TESTO ESTRATTO:
-=-=-

Ecco come in questo specifico caso il prigioniero da Parkinson diventa realmente malato. Qui troviamo la malattia nella sua condizione reale come alterazione della realtà, ricondotta a un narcisistico valore di sofferenza, da far valere in termini sociali. Come gestire l’astio e la conflittualità sociale? Su questo argomento ci sono molto studi, in ambito di sociologico, a cui ricorrere. Certamente la componente di astio e odio che si traduce in conflittualità sociale e diffamazione, diviene una concausa della malattia in ambito di Parkinson. Su ogni considerazione qui espressa si conferma l’importanza di una terapia sociologica in grado di rompere il monopolio dell’astio attraverso la comunità intesa sia in forma virtuale (il web) che reale o meglio entrambe. Solo la comunità, vissuta intensamente, potrebbe rappresentare quell’antidoto alla conflittualità che pesa su questo mondo di malati (i conflittuali) e prigionieri da Parkinson (sani nella mente e vittime del loro stesso corpo). Nell’ambito della comunità necessita la partecipazione motivata di tutti nel pulire l’ambiente educando i malati a rivedere la loro conflittualità come sistema di astio sociale giustificativo della loro personalità danneggiata.
Riepilogando:
– il prigioniero da Parkinson esprime uno spirito sano in un corpo malato. Purtroppo accade anche questo nella vita, ma non giustifica la fine della produzione di sentimenti, emozioni e di idee.
– il malato da Parkinson è colui che roso, geloso e disperato soffre visceralmente la sua condizione che diventa catapulta per una visibilità sociale pretesa. In questo caso oltre al piano più specificatamente medico, mai messo in discussione nei miei studi e alla necessità urgente di una terapia sociologica per il prigioniero da Parkinson, nella sua configurazione di “malato reale ed esistenziale” serve anche un terzo stadio di aiuto per gestire la conflittualità come astio sociale.

-=-=-

CONSEGNA 1: Che cosa, secondo il testo estratto, potrebbe rappresentare l'antidoto alla conflittualità?
CONSEGNA 2: Indica se ciascuna delle seguenti affermazioni concorda con il testo estratto: (a) nei propri studi l'autore ha messo in discussione il piano medico; (b) i prigionieri da Parkinson sono descritti come sani nella mente e vittime del proprio corpo; (c) la comunità di cui si parla è intesa soltanto in forma reale.
Le righe riportate più avanti non servono.

Voci salvate:
-=-=-

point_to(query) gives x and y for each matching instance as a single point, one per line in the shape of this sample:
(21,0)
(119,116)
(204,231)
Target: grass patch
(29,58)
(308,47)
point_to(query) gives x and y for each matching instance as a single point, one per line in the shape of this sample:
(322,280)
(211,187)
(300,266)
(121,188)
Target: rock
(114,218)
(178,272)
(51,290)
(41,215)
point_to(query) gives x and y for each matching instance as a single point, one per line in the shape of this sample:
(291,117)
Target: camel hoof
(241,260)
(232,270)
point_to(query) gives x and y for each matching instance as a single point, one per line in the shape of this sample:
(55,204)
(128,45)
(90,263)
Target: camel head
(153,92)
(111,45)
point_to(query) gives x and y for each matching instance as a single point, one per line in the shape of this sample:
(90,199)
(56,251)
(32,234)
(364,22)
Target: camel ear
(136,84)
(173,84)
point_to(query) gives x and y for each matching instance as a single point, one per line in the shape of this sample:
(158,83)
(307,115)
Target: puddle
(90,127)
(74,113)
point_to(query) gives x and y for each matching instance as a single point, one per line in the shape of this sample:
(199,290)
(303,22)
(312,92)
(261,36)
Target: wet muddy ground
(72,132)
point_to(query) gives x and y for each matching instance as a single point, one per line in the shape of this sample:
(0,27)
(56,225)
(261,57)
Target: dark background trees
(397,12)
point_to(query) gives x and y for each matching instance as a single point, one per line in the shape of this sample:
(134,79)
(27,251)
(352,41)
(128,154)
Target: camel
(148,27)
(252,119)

-=-=-

RISPOSTA SCRITTA 1: Solo la comunità, vissuta intensamente.

RISPOSTA SCRITTA 2:
(a) No: "mai messo in discussione nei miei studi".
(b) Sì: "sani nella mente e vittime del loro stesso corpo".
(c) No: "sia in forma virtuale (il web) che reale o meglio entrambe".